WHAT TO DO:
Show each line of the data below that contains the word "necklace", treating uppercase and lowercase as different.

DATA LISTING:
--- BEGIN ---
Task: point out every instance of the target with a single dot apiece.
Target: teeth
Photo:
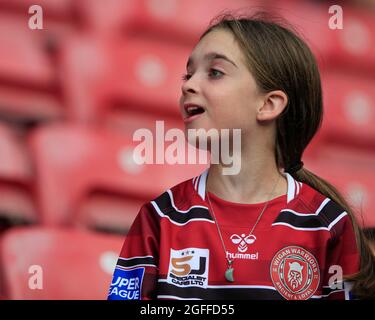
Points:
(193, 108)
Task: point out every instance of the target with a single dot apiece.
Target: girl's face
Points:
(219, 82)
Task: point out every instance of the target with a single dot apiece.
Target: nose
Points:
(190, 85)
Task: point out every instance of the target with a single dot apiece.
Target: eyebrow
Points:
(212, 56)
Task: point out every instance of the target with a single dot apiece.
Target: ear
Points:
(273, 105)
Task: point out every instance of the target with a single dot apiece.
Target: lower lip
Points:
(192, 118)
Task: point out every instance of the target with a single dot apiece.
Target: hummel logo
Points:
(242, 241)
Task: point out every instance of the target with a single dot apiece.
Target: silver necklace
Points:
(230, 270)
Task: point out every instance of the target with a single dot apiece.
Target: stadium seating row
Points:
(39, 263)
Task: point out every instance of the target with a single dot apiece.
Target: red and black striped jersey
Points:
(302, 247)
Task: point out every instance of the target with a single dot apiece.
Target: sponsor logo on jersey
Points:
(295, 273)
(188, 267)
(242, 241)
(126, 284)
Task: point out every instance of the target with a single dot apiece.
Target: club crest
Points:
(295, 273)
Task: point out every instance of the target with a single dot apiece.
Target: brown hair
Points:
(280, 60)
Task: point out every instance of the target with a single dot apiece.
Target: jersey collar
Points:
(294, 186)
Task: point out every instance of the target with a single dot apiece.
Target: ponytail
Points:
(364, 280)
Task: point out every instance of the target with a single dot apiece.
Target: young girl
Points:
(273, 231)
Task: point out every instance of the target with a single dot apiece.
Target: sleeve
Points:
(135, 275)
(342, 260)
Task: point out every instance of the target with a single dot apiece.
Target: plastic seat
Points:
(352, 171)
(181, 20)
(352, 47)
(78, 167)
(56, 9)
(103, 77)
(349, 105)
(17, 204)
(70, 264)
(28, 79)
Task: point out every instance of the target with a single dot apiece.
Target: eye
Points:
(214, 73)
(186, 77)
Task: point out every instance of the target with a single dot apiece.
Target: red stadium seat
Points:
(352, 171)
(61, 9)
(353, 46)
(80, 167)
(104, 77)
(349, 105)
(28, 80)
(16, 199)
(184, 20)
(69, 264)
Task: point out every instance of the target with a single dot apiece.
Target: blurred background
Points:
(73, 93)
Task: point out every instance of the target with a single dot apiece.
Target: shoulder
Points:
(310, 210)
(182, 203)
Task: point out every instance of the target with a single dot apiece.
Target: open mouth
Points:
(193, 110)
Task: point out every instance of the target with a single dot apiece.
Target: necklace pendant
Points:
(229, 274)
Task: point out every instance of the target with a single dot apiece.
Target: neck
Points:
--- END ---
RESPONSE TO THIS TASK:
Target: silver necklace
Target: necklace pendant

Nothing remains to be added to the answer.